### [Exercise]
Quote the lines from the line holding "Call locate_point to put a point on the white tank" to the very end of the listing, exactly, and no others.

Pointing records
▽
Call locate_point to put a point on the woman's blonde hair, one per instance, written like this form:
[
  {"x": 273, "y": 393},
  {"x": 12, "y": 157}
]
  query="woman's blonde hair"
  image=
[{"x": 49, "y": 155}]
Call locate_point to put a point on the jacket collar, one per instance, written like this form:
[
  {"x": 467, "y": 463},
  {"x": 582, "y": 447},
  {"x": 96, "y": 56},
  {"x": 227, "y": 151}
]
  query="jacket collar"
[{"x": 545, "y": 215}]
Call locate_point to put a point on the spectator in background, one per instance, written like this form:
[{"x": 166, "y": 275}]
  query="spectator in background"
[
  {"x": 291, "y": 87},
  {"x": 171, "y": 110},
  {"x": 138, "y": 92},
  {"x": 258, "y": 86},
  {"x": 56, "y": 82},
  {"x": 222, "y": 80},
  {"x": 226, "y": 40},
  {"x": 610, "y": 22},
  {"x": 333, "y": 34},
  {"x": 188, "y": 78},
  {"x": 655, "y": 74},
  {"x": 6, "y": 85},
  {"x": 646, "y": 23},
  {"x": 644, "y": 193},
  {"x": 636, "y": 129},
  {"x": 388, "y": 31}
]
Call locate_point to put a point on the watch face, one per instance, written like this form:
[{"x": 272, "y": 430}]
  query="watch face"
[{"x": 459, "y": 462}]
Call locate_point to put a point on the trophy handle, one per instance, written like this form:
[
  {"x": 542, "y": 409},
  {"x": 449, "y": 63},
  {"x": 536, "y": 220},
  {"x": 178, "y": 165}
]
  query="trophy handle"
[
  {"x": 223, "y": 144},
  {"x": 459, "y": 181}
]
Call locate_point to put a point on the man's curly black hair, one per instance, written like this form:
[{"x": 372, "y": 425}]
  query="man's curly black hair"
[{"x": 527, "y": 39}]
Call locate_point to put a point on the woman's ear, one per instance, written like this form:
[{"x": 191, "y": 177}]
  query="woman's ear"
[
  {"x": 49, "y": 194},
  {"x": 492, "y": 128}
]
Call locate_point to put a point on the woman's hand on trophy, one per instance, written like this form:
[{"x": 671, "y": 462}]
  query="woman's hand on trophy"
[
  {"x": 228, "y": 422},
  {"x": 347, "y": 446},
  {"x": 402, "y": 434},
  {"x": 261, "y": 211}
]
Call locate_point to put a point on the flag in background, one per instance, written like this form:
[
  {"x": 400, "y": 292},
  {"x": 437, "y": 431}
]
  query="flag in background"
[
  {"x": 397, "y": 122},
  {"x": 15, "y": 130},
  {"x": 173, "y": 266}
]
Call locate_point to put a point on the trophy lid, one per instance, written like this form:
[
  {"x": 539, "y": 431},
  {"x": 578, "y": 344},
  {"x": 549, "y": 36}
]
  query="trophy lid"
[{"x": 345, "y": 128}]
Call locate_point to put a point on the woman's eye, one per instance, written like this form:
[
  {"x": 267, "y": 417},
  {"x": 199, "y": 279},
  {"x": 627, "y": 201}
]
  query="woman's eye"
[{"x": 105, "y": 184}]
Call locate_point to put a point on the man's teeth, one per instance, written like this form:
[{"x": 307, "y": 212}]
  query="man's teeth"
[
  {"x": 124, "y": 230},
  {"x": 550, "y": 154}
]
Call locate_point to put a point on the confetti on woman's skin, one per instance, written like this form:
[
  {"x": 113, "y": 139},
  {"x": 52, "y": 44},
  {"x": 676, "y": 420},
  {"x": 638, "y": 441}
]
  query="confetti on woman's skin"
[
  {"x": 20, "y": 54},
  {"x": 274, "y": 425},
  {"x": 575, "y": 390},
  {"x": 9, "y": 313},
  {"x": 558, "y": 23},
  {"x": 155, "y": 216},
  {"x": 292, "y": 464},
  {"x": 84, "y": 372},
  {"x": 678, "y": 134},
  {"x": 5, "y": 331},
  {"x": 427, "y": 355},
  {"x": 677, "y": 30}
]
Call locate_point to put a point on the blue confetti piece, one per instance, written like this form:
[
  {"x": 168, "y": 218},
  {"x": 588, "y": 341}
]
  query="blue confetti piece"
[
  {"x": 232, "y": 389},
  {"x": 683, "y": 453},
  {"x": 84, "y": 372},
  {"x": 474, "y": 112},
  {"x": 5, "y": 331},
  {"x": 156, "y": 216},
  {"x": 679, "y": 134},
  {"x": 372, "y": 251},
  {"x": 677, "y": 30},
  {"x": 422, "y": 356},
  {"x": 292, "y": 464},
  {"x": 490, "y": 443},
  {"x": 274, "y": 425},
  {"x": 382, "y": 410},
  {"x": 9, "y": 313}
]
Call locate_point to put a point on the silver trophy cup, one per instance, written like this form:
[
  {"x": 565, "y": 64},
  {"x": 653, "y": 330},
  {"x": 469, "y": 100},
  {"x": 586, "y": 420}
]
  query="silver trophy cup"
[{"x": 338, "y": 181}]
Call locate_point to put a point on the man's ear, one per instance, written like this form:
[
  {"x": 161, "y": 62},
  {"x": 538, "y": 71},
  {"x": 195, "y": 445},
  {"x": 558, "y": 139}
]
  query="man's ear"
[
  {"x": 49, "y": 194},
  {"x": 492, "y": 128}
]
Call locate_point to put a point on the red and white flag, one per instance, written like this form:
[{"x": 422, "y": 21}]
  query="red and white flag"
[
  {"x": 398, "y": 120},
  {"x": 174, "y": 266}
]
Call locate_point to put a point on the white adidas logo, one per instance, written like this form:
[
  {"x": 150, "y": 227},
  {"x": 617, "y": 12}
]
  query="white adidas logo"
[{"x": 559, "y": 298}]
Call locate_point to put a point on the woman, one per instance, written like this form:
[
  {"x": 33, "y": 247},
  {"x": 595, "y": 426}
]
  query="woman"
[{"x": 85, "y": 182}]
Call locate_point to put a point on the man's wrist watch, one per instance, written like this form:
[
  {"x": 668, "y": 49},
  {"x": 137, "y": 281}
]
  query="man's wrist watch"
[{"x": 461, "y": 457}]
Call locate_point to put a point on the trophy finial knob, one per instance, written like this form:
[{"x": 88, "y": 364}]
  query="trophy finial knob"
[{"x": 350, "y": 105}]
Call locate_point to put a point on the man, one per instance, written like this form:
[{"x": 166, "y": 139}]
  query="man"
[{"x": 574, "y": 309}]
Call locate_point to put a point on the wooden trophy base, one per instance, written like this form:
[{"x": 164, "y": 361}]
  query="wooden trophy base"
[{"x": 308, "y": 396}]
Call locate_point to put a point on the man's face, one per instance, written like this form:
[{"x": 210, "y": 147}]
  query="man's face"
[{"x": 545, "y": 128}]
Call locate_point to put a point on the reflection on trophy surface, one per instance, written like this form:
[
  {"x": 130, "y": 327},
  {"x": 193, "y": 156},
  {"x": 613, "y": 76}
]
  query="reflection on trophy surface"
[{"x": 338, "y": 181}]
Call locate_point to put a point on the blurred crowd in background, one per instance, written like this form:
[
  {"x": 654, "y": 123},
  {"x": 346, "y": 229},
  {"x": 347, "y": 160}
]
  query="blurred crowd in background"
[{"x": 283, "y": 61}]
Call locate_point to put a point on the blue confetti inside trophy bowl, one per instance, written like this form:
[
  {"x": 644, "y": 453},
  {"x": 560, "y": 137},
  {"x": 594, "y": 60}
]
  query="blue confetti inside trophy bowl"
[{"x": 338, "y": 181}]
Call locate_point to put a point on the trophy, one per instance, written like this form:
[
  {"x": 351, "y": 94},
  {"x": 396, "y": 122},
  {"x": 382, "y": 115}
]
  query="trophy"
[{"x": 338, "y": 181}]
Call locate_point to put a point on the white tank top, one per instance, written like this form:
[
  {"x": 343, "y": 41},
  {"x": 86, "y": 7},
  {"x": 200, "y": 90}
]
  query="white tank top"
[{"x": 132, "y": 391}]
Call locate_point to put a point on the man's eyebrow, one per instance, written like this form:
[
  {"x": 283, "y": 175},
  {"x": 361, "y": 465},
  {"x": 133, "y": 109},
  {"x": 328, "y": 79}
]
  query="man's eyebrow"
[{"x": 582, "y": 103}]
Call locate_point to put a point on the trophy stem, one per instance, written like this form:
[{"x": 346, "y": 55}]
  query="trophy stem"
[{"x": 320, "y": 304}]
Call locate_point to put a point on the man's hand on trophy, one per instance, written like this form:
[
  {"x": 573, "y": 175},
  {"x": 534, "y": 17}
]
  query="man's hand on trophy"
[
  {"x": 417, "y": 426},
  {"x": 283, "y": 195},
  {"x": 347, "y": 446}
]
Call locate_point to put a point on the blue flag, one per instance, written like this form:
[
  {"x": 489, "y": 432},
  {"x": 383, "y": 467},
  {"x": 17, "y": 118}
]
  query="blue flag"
△
### [Answer to this task]
Call locate_point to put a point on the white tank top, one per instance, written like this form:
[
  {"x": 343, "y": 41},
  {"x": 86, "y": 7},
  {"x": 200, "y": 90}
]
  query="white tank top"
[{"x": 132, "y": 391}]
Call locate_point to put a point on the man's eyebrow, one per instance, written like this form:
[
  {"x": 283, "y": 175},
  {"x": 361, "y": 465},
  {"x": 133, "y": 109},
  {"x": 328, "y": 79}
]
  query="man's eyebrow"
[{"x": 582, "y": 103}]
Call locate_point to put a point on the trophy stem, one per instance, written like this form:
[{"x": 346, "y": 55}]
  query="trophy stem"
[{"x": 320, "y": 304}]
Call locate_point to put a point on the man's hand on trophy, one per instance, written like this form:
[
  {"x": 573, "y": 175},
  {"x": 534, "y": 17}
]
  query="man's hand on trophy"
[
  {"x": 417, "y": 426},
  {"x": 283, "y": 195},
  {"x": 347, "y": 446}
]
Call locate_point to put a point on the blue flag, one per instance, written like this form:
[
  {"x": 489, "y": 432},
  {"x": 383, "y": 467},
  {"x": 17, "y": 118}
]
  query="blue flag"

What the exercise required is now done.